[Dataset items]
--*--
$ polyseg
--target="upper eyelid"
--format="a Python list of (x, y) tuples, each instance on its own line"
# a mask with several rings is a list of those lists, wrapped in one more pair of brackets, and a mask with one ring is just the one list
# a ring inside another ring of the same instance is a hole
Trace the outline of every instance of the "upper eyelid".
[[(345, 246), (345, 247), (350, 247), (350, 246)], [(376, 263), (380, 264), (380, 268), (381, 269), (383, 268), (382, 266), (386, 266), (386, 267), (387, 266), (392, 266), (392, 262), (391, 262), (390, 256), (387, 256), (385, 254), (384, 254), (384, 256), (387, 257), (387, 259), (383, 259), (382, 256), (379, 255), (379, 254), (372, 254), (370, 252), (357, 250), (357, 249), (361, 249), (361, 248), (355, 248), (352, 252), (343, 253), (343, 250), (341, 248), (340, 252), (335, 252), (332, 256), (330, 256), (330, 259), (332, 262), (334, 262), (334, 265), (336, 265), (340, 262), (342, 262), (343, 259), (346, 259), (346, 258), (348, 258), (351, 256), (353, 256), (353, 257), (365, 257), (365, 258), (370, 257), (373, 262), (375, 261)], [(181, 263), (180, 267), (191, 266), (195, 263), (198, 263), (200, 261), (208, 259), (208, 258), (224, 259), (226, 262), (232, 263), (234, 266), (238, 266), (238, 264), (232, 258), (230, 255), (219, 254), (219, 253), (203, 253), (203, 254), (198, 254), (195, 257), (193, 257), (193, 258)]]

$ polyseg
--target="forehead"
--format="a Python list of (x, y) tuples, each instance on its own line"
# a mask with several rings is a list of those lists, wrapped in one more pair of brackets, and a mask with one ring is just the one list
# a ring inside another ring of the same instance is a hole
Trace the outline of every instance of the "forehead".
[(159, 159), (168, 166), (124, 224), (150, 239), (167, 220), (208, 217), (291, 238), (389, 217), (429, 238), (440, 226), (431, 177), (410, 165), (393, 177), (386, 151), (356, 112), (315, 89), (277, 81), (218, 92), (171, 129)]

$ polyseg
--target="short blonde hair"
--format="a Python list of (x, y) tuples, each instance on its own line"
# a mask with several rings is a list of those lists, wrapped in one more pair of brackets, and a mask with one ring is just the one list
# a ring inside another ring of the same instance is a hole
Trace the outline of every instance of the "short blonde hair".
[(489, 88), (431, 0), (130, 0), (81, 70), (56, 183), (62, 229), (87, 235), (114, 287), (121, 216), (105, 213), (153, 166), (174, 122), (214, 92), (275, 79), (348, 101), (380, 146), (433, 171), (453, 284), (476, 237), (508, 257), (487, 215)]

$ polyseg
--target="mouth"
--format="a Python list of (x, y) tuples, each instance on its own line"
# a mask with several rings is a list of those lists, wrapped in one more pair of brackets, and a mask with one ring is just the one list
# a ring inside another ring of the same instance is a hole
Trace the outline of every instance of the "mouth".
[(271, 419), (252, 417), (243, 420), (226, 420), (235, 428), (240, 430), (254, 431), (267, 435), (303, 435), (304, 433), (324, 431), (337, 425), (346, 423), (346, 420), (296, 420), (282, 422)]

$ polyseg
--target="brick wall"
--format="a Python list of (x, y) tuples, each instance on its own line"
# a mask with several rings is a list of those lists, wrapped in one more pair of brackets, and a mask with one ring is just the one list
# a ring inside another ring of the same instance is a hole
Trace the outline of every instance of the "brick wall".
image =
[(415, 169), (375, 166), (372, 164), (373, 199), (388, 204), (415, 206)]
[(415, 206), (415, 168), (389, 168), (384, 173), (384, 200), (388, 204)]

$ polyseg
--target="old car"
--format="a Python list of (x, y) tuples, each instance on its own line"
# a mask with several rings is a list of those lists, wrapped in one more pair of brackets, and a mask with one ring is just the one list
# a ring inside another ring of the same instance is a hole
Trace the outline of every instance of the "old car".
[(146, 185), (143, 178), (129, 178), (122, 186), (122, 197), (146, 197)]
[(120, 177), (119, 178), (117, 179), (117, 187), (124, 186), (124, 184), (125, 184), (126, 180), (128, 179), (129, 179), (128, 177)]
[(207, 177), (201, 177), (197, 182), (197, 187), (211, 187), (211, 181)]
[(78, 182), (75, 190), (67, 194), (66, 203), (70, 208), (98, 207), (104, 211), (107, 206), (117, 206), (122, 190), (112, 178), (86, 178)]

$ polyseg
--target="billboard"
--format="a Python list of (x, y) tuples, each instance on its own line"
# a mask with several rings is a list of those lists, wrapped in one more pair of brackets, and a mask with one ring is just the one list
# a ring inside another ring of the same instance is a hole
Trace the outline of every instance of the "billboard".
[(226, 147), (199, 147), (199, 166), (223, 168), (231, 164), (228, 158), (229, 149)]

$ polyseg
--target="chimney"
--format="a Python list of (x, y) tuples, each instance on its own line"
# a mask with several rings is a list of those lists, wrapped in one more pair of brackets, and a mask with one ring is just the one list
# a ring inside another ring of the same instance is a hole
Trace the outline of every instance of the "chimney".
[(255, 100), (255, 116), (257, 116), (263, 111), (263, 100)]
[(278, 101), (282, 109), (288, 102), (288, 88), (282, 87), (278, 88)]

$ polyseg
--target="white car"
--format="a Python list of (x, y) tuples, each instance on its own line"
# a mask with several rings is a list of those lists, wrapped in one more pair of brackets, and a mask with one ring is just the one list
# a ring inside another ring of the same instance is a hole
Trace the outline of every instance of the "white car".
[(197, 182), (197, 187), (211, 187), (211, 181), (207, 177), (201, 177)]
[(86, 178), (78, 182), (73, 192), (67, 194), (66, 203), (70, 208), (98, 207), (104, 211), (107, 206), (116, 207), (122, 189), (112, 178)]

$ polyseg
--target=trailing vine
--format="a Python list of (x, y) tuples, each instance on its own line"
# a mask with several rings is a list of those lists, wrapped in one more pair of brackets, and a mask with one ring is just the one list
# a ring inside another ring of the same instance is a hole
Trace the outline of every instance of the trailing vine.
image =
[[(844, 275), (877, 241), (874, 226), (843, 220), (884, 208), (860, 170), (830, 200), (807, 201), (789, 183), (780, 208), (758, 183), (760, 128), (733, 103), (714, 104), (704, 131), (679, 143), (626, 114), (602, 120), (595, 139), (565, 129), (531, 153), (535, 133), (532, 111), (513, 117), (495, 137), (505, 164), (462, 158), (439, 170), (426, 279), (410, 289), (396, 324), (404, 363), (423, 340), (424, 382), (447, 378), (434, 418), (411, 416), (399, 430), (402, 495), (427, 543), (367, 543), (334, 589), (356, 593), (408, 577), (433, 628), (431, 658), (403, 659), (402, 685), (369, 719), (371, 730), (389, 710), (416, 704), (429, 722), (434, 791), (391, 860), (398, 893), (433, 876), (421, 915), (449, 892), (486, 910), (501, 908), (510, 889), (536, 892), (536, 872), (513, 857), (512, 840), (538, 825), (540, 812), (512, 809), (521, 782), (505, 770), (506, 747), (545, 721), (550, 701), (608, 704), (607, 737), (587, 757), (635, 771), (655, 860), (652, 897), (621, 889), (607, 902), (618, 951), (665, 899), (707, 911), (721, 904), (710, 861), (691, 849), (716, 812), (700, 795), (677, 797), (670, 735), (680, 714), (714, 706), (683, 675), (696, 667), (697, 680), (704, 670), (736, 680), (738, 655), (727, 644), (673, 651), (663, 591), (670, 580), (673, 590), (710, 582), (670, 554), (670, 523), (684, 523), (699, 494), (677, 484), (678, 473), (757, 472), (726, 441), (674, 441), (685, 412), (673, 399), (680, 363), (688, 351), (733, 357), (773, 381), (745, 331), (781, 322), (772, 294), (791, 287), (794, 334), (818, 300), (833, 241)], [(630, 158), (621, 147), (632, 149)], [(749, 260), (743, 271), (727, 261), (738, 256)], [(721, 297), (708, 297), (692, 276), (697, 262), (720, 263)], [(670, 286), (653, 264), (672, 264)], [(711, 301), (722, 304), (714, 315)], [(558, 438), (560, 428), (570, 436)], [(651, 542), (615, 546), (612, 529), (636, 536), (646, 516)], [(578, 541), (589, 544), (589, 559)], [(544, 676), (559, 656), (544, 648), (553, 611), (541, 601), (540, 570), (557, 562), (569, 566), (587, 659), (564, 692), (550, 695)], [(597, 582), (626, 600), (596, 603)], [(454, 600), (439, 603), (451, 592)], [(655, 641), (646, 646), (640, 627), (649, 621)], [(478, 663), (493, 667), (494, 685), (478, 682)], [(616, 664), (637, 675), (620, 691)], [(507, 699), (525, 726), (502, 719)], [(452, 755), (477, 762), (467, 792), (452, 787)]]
--*--
What you are asked to do -
Rewrite the lines from the first line through the line containing "257), (193, 258)]]", changing "upper eyelid" to "lower eyelid" and leaving everything else as it is. Return only those lines.

Final answer -
$ polyseg
--target="lower eyelid"
--format="a Python list of (x, y) tuples, each instance on its own line"
# a mask with several rings is a list of those lists, wrapped in one more pair of brackets, and a mask with one ring is just the one list
# a ring inside another ring of the same instance is a hole
Trace the outline of every instance of the "lower eyelid".
[[(345, 246), (345, 247), (350, 247), (350, 246)], [(376, 263), (380, 264), (380, 268), (381, 269), (383, 268), (382, 266), (386, 266), (386, 267), (387, 266), (392, 266), (392, 262), (391, 262), (390, 256), (387, 256), (385, 254), (384, 254), (384, 256), (387, 257), (387, 259), (383, 259), (382, 256), (379, 255), (379, 254), (372, 254), (370, 252), (357, 250), (357, 249), (361, 249), (361, 248), (355, 248), (352, 252), (343, 253), (343, 250), (341, 248), (340, 252), (335, 252), (332, 256), (330, 256), (330, 259), (332, 262), (334, 262), (334, 265), (336, 265), (340, 262), (342, 262), (343, 259), (346, 259), (346, 258), (348, 258), (351, 256), (353, 256), (353, 257), (365, 257), (365, 258), (370, 257), (373, 262), (375, 261)], [(181, 263), (180, 267), (191, 266), (195, 263), (198, 263), (200, 261), (208, 259), (208, 258), (224, 259), (226, 262), (232, 263), (234, 266), (238, 266), (238, 264), (232, 258), (230, 255), (219, 254), (219, 253), (203, 253), (203, 254), (198, 254), (195, 257), (193, 257), (193, 258)]]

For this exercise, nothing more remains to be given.